What needs to be done: When you retype the records that follow, keep each word as it is and drop any pictures.

::: Dataset records :::

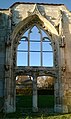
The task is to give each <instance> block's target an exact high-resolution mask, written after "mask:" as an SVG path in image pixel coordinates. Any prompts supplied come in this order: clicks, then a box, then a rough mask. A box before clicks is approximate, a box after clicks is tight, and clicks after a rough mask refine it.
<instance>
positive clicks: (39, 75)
mask: <svg viewBox="0 0 71 119" xmlns="http://www.w3.org/2000/svg"><path fill="white" fill-rule="evenodd" d="M53 65H54V64H53V48H52V42H51V39H50V38H49V37H48V35H47V34H46V33H45V32H44V31H43V30H42V29H41V28H40V27H39V26H37V25H34V26H32V27H31V28H29V29H28V30H27V31H26V32H25V33H24V34H23V35H22V37H21V39H20V40H19V44H18V47H17V67H18V68H19V71H21V72H23V73H22V75H23V76H24V75H26V74H28V76H31V77H33V79H32V92H33V94H32V96H30V97H31V98H32V104H31V105H32V107H33V108H34V109H33V110H34V112H37V110H38V107H39V108H48V105H47V106H43V105H42V103H41V101H39V100H42V98H43V96H42V95H39V92H41V91H40V84H39V83H38V79H42V77H46V75H45V73H46V71H44V69H43V67H44V68H45V67H48V68H53ZM20 66H21V70H20ZM29 67H30V68H31V67H32V69H30V71H29V69H28V68H29ZM25 68H26V70H25ZM35 68H36V71H35ZM41 68H42V69H41ZM37 70H39V71H38V72H37ZM40 70H41V71H42V73H44V76H42V73H41V71H40ZM45 70H46V69H45ZM37 75H38V76H37ZM20 77H22V76H21V74H20ZM37 77H38V78H37ZM44 80H45V79H44ZM44 80H43V81H44ZM36 81H37V82H36ZM23 85H24V84H23ZM44 85H45V84H44ZM16 86H17V85H16ZM34 88H35V89H34ZM45 89H46V87H45ZM17 90H18V89H17ZM17 90H16V91H17ZM42 90H43V89H42ZM46 92H47V91H44V93H46ZM50 92H51V91H50ZM16 93H17V92H16ZM34 94H35V95H34ZM46 97H48V95H47V93H46V95H44V99H46ZM25 98H26V96H25ZM25 98H24V99H25ZM31 98H28V99H31ZM26 99H27V98H26ZM47 99H48V98H47ZM38 102H39V103H38ZM46 102H48V100H47V101H46ZM25 104H26V101H25ZM27 104H28V103H27ZM43 104H44V103H43ZM22 105H24V103H23V104H22ZM28 105H29V104H28ZM40 105H41V106H40ZM44 105H46V104H44ZM34 106H35V107H34ZM23 107H24V106H23ZM26 107H27V105H26Z"/></svg>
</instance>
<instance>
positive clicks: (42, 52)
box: [17, 26, 53, 67]
mask: <svg viewBox="0 0 71 119" xmlns="http://www.w3.org/2000/svg"><path fill="white" fill-rule="evenodd" d="M17 66H47V67H53V49H52V43H51V40H50V39H49V37H48V36H47V34H46V33H45V32H44V31H43V30H42V29H40V27H37V26H33V27H31V28H30V29H28V30H27V31H26V32H25V33H24V34H23V36H22V37H21V40H20V41H19V45H18V48H17Z"/></svg>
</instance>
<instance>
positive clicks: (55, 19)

:::

Response to this exercise:
The task is to give each <instance> block's target an exact high-resolution mask, written after "mask:" as an SVG path in image pixel coordinates. Any prompts supplied come in this order: clicks, then a box, then a rough mask. A box before clicks is approximate, a box after clicks is tight, and clicks after a rough mask refine it.
<instance>
positive clicks: (39, 75)
mask: <svg viewBox="0 0 71 119" xmlns="http://www.w3.org/2000/svg"><path fill="white" fill-rule="evenodd" d="M53 65H54V64H53V48H52V42H51V39H50V38H49V37H48V35H47V34H46V33H45V32H44V31H43V30H42V29H41V28H40V27H39V26H37V25H34V26H32V27H31V28H29V29H28V30H27V31H26V32H25V33H24V34H23V35H22V37H21V39H20V40H19V44H18V47H17V67H18V68H19V71H21V72H23V73H22V75H23V76H24V75H26V74H28V76H31V77H33V79H32V92H33V94H32V96H30V97H31V98H32V104H31V105H32V107H33V108H34V109H33V110H34V112H37V110H38V107H39V108H48V105H47V106H43V105H42V103H41V101H39V100H42V98H43V96H42V95H39V92H41V91H40V84H39V83H38V79H42V77H46V75H45V73H46V71H44V69H43V67H44V68H45V67H48V68H53ZM20 66H21V70H20ZM29 67H30V68H31V67H32V69H30V71H29V69H28V68H29ZM25 68H26V70H25ZM35 68H36V71H35ZM41 68H42V69H41ZM37 70H39V71H38V72H37ZM40 70H41V71H42V73H44V76H42V73H41V71H40ZM45 70H46V69H45ZM37 75H38V76H37ZM20 77H22V76H21V74H20ZM37 77H38V78H37ZM44 80H45V79H44ZM44 80H43V81H44ZM36 81H37V82H36ZM23 85H24V84H23ZM44 85H45V84H44ZM16 86H17V85H16ZM34 88H35V89H34ZM45 89H46V87H45ZM17 90H18V89H17ZM17 90H16V91H17ZM42 90H43V89H42ZM46 92H47V91H44V93H46ZM50 92H51V91H50ZM16 93H17V92H16ZM34 94H35V95H34ZM46 97H48V95H47V93H46V95H44V99H46ZM25 98H26V96H25ZM25 98H24V99H25ZM31 98H28V99H31ZM26 99H27V98H26ZM47 99H48V98H47ZM38 102H39V103H38ZM46 102H48V100H47V101H46ZM25 104H26V101H25ZM27 104H28V103H27ZM43 104H44V103H43ZM22 105H24V103H23V104H22ZM28 105H29V104H28ZM40 105H41V106H40ZM44 105H46V104H44ZM34 106H35V107H34ZM23 107H24V106H23ZM26 107H27V105H26Z"/></svg>
</instance>
<instance>
positive clicks: (42, 52)
box: [17, 26, 53, 67]
mask: <svg viewBox="0 0 71 119" xmlns="http://www.w3.org/2000/svg"><path fill="white" fill-rule="evenodd" d="M17 66H47V67H53V49H52V43H51V40H50V39H49V37H48V36H47V34H46V33H45V32H44V31H43V30H42V29H40V27H37V26H33V27H31V28H30V29H28V30H27V31H26V32H25V33H24V34H23V36H22V37H21V40H20V41H19V45H18V48H17Z"/></svg>
</instance>
<instance>
positive clicks: (55, 19)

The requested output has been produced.